### Task requirements
From the line containing "For each instance of the stone wall, place" down to the last line of the listing, quote everything word for word, and nothing else, keeping pictures out.

### Dataset
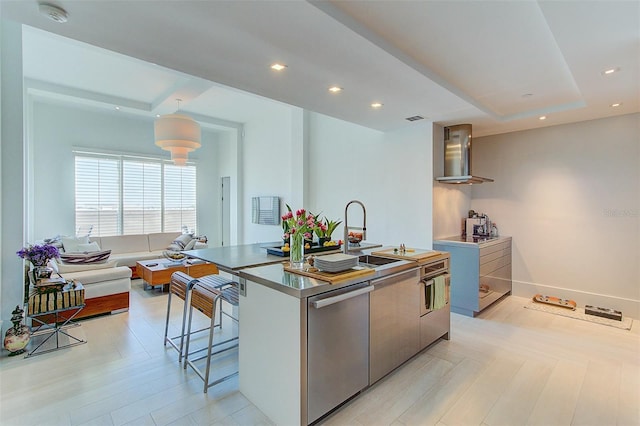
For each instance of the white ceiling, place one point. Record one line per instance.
(448, 61)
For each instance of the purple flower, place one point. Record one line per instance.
(39, 255)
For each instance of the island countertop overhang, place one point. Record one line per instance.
(275, 277)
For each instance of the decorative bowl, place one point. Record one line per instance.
(174, 255)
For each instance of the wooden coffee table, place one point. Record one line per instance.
(157, 272)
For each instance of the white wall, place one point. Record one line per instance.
(268, 151)
(569, 196)
(390, 173)
(57, 129)
(12, 166)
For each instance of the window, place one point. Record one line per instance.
(118, 195)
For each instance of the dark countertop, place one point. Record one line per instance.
(252, 262)
(233, 258)
(300, 286)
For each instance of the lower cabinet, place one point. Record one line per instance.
(394, 329)
(435, 325)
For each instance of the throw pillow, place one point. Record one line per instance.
(84, 258)
(190, 244)
(71, 243)
(182, 241)
(92, 246)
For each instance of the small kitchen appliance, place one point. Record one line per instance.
(479, 226)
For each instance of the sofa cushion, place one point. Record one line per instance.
(161, 240)
(130, 259)
(92, 246)
(71, 243)
(83, 258)
(181, 241)
(106, 288)
(99, 275)
(125, 243)
(63, 268)
(190, 244)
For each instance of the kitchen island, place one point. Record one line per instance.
(304, 345)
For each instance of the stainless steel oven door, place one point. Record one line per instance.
(426, 293)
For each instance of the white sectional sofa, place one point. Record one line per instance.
(128, 249)
(107, 284)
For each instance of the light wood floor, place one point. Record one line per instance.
(510, 366)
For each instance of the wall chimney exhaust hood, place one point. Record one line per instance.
(457, 156)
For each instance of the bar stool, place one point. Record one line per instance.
(205, 298)
(180, 285)
(229, 291)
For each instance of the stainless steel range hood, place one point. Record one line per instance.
(457, 156)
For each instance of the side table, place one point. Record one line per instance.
(52, 313)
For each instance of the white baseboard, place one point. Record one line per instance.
(628, 307)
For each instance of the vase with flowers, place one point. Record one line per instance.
(324, 229)
(297, 227)
(39, 256)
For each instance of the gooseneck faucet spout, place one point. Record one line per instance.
(347, 227)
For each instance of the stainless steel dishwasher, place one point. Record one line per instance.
(337, 348)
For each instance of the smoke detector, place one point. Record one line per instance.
(53, 12)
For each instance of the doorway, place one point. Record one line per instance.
(226, 210)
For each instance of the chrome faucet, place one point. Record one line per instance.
(346, 225)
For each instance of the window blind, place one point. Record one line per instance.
(97, 195)
(126, 195)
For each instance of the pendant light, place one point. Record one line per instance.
(178, 134)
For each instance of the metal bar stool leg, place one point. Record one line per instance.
(205, 298)
(180, 285)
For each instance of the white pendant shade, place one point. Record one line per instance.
(178, 134)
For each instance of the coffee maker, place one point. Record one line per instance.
(477, 225)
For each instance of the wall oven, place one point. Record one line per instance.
(428, 273)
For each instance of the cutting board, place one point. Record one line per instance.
(332, 277)
(409, 254)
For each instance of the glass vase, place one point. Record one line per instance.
(296, 251)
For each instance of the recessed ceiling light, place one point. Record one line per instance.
(54, 13)
(278, 67)
(610, 71)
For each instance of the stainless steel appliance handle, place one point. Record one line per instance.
(344, 296)
(397, 274)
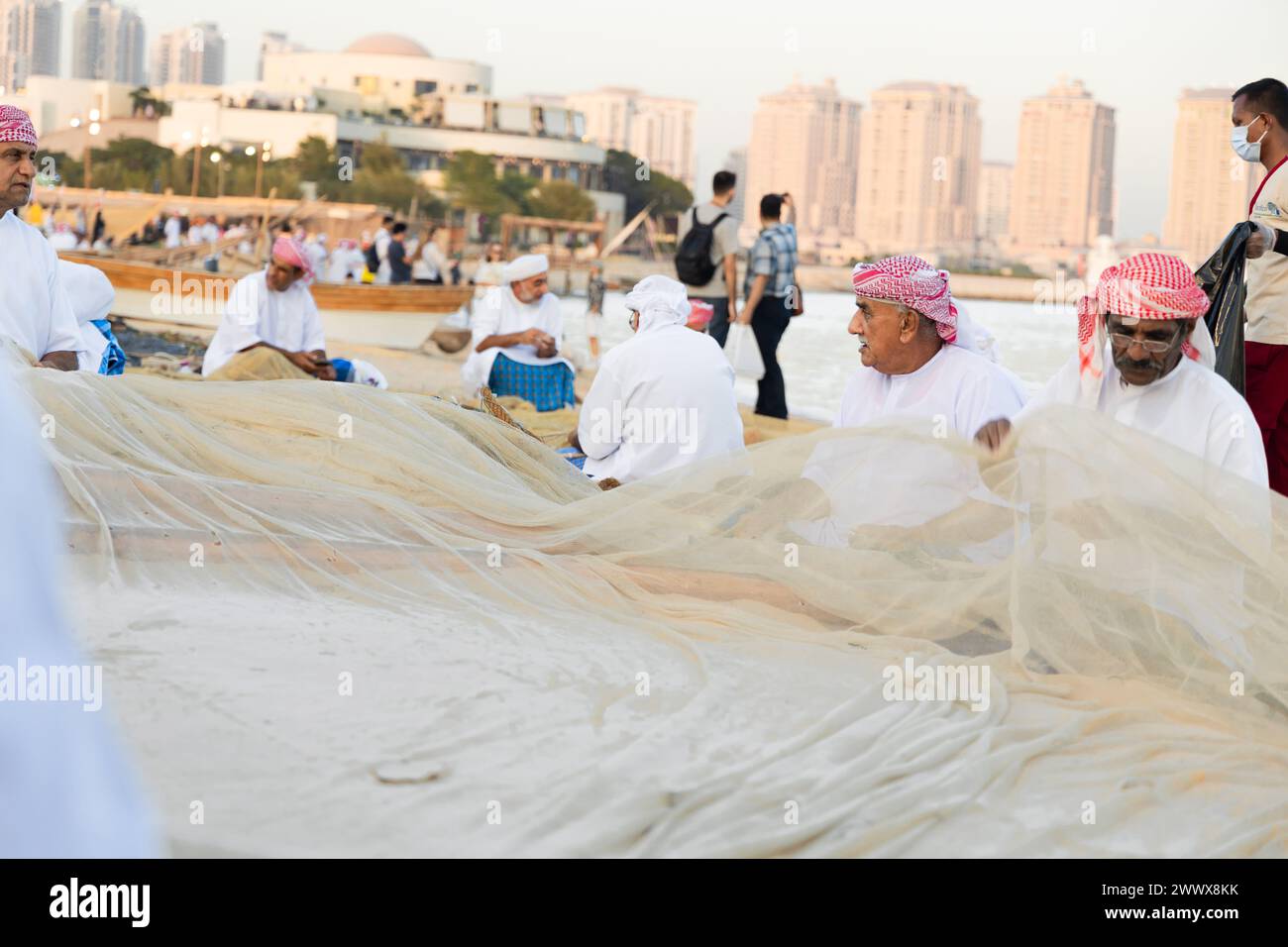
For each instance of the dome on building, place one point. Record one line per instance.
(386, 44)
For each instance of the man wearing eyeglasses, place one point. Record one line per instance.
(1146, 316)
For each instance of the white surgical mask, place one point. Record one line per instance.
(1248, 151)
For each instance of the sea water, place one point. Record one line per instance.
(818, 355)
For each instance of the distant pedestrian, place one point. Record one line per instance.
(1260, 136)
(593, 308)
(771, 287)
(430, 261)
(399, 269)
(707, 257)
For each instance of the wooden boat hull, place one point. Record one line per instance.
(399, 317)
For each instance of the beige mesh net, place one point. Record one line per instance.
(352, 621)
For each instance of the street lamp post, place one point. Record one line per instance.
(196, 162)
(265, 158)
(217, 159)
(91, 128)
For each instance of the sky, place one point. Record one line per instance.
(1132, 55)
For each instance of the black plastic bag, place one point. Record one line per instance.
(1222, 278)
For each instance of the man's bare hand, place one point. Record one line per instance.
(993, 433)
(59, 361)
(1260, 243)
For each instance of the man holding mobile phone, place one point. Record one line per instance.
(270, 325)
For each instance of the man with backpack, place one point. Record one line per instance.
(707, 257)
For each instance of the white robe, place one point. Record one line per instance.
(64, 788)
(35, 311)
(954, 393)
(342, 264)
(1190, 407)
(257, 313)
(1193, 408)
(501, 313)
(661, 399)
(317, 256)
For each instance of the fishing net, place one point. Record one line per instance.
(351, 621)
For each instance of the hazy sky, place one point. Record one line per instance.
(1132, 55)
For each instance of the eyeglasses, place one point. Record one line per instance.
(1155, 346)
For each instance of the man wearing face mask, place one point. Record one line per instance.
(1260, 134)
(1158, 372)
(662, 398)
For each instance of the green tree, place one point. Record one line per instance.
(472, 184)
(562, 200)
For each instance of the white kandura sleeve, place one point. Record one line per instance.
(987, 399)
(314, 337)
(65, 788)
(595, 425)
(552, 318)
(240, 325)
(63, 330)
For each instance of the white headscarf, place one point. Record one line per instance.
(88, 289)
(524, 268)
(660, 300)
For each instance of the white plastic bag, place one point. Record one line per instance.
(743, 354)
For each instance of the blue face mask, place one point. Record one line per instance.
(1248, 151)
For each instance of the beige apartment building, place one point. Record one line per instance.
(1211, 184)
(1063, 189)
(918, 167)
(648, 127)
(993, 204)
(805, 141)
(30, 42)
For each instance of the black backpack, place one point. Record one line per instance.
(694, 260)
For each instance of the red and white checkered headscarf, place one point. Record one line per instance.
(291, 252)
(16, 127)
(1145, 286)
(912, 281)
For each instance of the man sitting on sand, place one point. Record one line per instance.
(35, 311)
(922, 361)
(270, 328)
(1154, 371)
(662, 398)
(515, 339)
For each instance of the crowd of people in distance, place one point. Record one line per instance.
(1144, 355)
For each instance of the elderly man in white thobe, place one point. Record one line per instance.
(35, 312)
(515, 339)
(661, 399)
(270, 325)
(1154, 371)
(65, 789)
(923, 364)
(1145, 360)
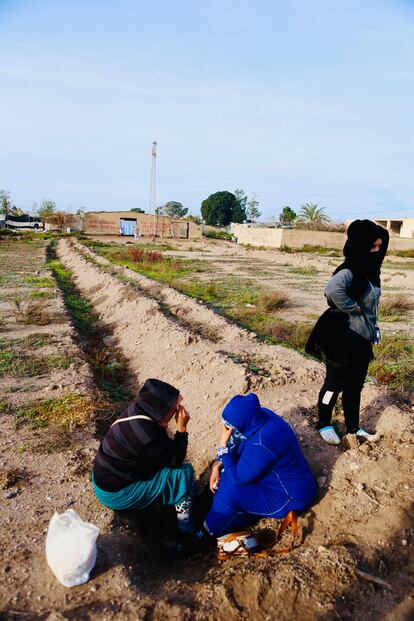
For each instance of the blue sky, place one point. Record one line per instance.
(294, 100)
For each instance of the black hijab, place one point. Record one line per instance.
(364, 265)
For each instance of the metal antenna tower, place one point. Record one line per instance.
(153, 182)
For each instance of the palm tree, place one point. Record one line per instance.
(311, 213)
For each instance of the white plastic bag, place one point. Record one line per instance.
(71, 548)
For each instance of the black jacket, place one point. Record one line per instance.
(135, 450)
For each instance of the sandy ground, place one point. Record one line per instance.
(362, 518)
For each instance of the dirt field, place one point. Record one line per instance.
(362, 519)
(302, 275)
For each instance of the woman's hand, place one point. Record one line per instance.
(181, 418)
(225, 434)
(215, 476)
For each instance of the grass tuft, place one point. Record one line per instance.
(30, 312)
(274, 300)
(68, 413)
(303, 271)
(13, 364)
(39, 281)
(395, 304)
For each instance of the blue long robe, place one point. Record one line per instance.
(265, 475)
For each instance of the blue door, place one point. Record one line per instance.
(127, 226)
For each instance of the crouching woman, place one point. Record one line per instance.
(138, 464)
(260, 470)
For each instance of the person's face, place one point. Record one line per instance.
(376, 246)
(171, 413)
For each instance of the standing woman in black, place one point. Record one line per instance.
(346, 335)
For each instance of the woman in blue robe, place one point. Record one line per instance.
(260, 469)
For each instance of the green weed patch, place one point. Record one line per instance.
(393, 364)
(39, 281)
(68, 412)
(303, 271)
(109, 366)
(13, 364)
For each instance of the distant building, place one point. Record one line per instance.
(398, 227)
(149, 225)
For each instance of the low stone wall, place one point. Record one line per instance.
(258, 236)
(297, 238)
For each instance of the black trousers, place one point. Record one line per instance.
(349, 379)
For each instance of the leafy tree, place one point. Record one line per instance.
(5, 203)
(252, 210)
(311, 213)
(47, 208)
(219, 208)
(6, 206)
(174, 209)
(287, 215)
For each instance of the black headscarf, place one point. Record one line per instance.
(364, 265)
(156, 398)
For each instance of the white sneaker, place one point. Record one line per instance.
(329, 435)
(364, 435)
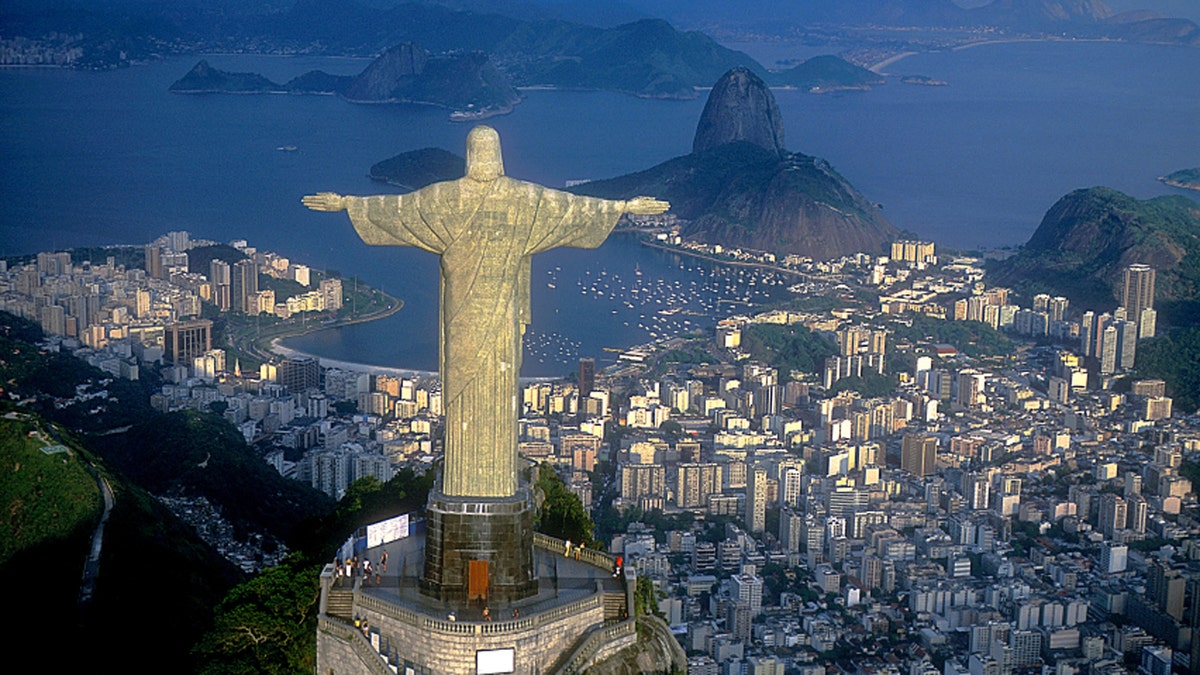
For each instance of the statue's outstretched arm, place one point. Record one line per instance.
(384, 220)
(583, 222)
(646, 205)
(324, 202)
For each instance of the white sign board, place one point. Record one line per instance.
(495, 662)
(387, 531)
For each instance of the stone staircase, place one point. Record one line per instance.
(615, 609)
(341, 603)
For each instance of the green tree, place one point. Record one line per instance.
(787, 347)
(1175, 359)
(562, 513)
(646, 599)
(265, 625)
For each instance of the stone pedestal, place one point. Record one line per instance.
(496, 535)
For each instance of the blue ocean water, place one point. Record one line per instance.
(113, 157)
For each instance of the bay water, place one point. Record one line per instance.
(113, 157)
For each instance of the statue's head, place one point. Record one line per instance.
(484, 160)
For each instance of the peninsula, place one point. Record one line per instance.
(1187, 179)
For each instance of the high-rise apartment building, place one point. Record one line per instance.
(918, 454)
(220, 278)
(1138, 290)
(756, 499)
(244, 286)
(183, 342)
(299, 374)
(587, 376)
(695, 483)
(1114, 514)
(154, 261)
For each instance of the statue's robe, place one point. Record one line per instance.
(485, 233)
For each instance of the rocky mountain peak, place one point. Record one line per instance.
(741, 108)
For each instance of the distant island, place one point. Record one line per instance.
(468, 84)
(826, 73)
(1090, 236)
(1187, 179)
(923, 81)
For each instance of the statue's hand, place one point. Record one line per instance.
(646, 205)
(324, 202)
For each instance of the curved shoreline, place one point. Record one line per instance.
(893, 59)
(283, 351)
(724, 262)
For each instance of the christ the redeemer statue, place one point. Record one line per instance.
(485, 227)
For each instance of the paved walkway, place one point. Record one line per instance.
(561, 579)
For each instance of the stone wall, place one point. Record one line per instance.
(432, 645)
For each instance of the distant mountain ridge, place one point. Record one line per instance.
(738, 187)
(1090, 236)
(741, 187)
(406, 73)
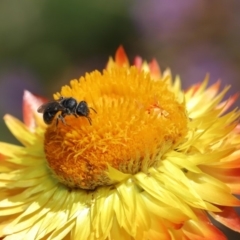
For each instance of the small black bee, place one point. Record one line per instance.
(66, 106)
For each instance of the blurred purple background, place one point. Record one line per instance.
(44, 44)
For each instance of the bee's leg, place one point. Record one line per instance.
(89, 119)
(93, 109)
(61, 118)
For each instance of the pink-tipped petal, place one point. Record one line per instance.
(228, 217)
(154, 69)
(138, 62)
(31, 103)
(121, 58)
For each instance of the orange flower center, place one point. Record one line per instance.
(137, 121)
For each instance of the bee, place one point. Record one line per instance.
(66, 106)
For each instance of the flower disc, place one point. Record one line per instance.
(137, 121)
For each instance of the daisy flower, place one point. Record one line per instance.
(154, 162)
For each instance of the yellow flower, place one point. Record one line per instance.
(151, 163)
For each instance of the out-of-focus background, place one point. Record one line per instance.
(44, 44)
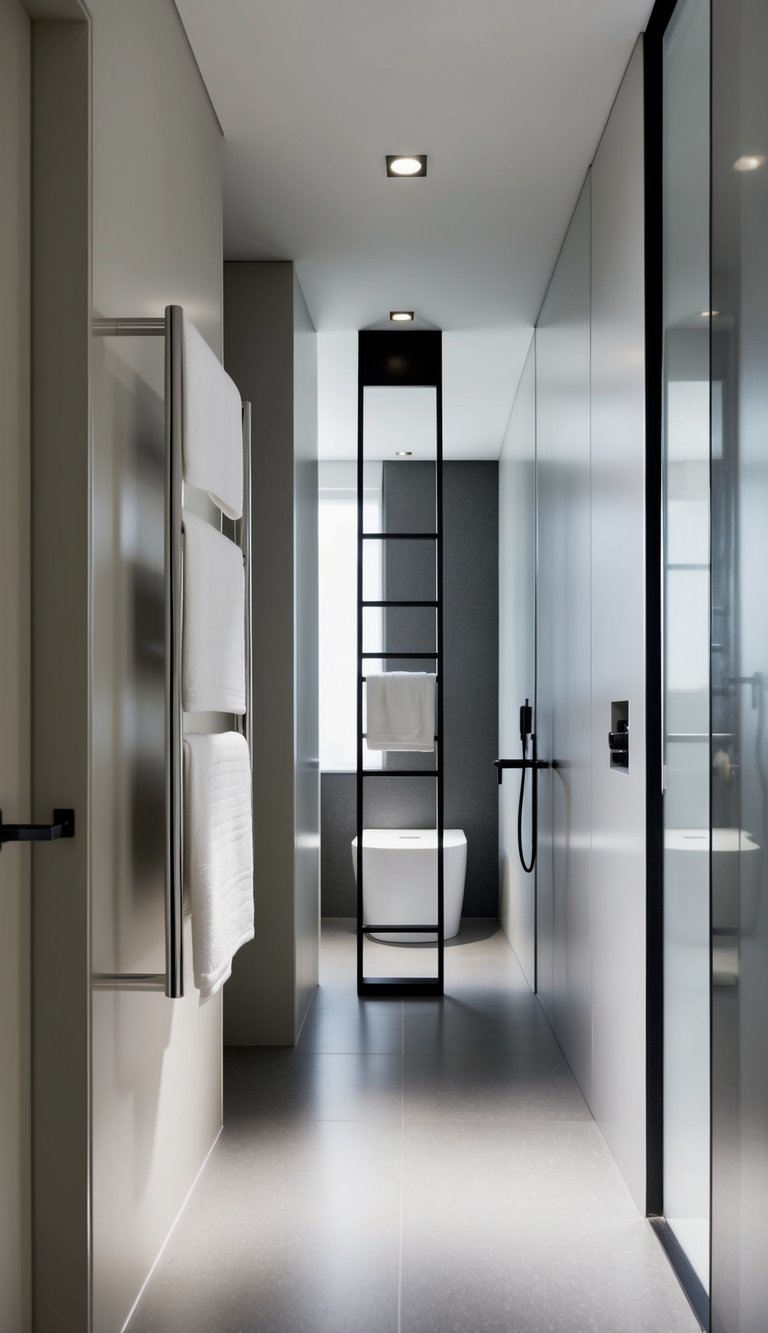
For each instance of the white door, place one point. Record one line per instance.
(14, 664)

### Full response
For each instance of the stone wall, place one point. Record one line per instance.
(432, 645)
For each instance of the distant mountain ridge, place one point. Record one line per instance.
(738, 187)
(1090, 236)
(741, 187)
(406, 73)
For each instance of the small black bee, place one point. Record one line per instance.
(66, 106)
For each instance of the blurred purple background, place one point. Record one line per instance.
(44, 44)
For each instance of the bee's leg, place one point. Record one line per instance.
(89, 119)
(93, 109)
(61, 118)
For each instance of the pink-tipped petal, place one point. Record one line per instance.
(228, 217)
(154, 69)
(138, 62)
(31, 103)
(121, 58)
For each instance of the orange flower center, place one point. Record one line per instance.
(137, 121)
For each instance of the bee, place one point. Record one line per instance.
(66, 106)
For each instance of the flower disc, place one point. Record one line per instance.
(137, 121)
For each instance of the daisy flower, place one point. Record one line per instance.
(154, 162)
For each instance of the yellow flower, place one point. Record one line per instance.
(151, 163)
For each instance of the out-of-focus background, place one point. Record one line per instance.
(44, 44)
For each instance of the white door, place one point. Record one line per instance.
(14, 664)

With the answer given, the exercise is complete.